• **What is required**: Count the lines in the records below that contain the string "front", where case must match exactly. Reply with only the number.

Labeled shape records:
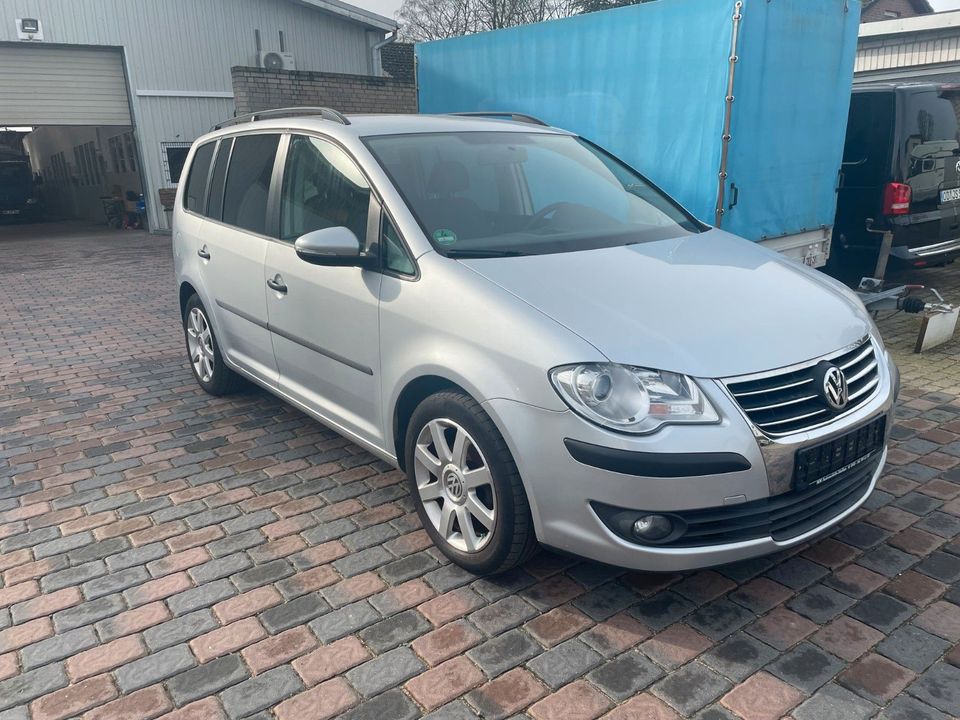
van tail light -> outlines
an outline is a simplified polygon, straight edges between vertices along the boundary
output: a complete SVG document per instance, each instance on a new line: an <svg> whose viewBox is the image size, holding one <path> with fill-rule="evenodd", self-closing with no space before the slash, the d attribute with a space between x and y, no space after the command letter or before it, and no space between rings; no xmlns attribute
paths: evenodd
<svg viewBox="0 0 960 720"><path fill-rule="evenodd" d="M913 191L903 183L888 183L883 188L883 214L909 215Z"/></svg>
...
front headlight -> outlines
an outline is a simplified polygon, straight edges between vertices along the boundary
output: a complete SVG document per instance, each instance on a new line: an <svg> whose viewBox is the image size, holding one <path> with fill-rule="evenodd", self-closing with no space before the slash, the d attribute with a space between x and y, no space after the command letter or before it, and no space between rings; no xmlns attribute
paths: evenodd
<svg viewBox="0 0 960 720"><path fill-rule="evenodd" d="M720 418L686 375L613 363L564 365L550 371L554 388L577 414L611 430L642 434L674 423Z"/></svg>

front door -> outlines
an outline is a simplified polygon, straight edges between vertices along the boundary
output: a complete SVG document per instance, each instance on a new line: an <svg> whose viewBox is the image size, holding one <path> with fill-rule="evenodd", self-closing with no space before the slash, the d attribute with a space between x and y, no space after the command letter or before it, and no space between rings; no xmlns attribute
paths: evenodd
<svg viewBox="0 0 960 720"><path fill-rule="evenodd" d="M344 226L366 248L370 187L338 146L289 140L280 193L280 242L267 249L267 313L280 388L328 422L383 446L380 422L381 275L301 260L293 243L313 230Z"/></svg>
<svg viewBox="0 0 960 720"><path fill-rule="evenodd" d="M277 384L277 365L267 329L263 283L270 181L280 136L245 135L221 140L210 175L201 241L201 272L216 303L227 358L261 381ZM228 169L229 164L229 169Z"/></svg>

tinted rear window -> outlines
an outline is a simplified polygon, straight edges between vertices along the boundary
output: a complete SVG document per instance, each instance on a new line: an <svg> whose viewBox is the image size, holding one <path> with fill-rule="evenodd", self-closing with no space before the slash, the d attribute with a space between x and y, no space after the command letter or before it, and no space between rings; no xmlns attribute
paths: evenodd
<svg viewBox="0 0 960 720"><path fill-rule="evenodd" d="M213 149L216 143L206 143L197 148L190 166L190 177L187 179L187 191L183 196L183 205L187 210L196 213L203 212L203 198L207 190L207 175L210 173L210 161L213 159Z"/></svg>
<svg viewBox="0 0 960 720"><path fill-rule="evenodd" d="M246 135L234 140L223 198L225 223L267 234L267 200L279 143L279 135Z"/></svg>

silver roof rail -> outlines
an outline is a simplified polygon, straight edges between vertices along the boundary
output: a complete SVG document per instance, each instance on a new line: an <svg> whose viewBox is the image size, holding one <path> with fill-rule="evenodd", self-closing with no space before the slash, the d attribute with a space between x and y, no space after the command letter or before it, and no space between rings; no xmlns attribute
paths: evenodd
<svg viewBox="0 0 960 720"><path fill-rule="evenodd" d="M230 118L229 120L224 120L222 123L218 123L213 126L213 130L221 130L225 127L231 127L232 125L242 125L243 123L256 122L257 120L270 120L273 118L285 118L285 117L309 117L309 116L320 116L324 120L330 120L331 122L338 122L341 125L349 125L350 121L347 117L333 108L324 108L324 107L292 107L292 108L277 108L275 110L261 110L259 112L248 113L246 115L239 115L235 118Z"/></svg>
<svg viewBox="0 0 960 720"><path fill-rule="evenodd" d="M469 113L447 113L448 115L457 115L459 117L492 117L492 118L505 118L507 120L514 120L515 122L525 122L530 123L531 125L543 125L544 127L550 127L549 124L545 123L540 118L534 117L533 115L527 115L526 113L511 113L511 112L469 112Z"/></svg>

• **Solution for this problem**: 2